Only the lines from the one containing "Locate the black" to the end of the data are wanted; print them exactly as they appear.

Data excerpts:
────────────────────

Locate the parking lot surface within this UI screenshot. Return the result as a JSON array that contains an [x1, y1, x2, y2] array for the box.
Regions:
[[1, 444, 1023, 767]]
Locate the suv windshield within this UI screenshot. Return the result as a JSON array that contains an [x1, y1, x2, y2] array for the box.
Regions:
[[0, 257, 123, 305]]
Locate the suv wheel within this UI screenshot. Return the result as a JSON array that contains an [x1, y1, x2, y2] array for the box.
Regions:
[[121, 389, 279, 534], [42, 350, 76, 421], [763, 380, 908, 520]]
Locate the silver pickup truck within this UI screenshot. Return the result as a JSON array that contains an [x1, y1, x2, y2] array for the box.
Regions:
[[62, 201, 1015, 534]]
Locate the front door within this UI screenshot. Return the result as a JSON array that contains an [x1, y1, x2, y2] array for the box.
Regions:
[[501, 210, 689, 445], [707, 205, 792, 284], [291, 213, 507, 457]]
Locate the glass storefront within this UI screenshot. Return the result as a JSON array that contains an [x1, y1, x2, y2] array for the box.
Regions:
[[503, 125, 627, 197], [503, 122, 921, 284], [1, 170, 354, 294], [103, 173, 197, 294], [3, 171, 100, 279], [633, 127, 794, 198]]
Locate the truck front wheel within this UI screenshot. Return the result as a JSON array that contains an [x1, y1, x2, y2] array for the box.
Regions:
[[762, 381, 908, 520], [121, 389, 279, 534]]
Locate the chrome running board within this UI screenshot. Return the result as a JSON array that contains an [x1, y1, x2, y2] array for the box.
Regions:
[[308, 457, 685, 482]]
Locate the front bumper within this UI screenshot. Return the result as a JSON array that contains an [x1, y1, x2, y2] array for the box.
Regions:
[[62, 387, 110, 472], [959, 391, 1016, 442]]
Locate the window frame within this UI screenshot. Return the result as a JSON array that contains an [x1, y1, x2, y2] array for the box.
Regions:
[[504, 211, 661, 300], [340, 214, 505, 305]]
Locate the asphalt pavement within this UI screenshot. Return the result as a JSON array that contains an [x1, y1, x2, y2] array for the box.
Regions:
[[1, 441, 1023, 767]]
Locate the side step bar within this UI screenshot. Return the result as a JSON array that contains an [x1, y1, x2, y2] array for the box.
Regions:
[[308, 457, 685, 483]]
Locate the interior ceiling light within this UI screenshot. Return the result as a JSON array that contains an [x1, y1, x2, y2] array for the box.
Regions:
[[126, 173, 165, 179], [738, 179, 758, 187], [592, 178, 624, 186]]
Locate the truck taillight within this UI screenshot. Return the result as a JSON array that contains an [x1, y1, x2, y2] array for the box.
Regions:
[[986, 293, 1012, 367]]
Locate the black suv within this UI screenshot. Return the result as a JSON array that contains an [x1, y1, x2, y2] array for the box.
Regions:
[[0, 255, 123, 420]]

────────────────────

Written response:
Locate the black suv within this UI screenshot. Return the result as a JSON array that contains an [x1, y1, x2, y2] array for the box.
Regions:
[[0, 255, 123, 420]]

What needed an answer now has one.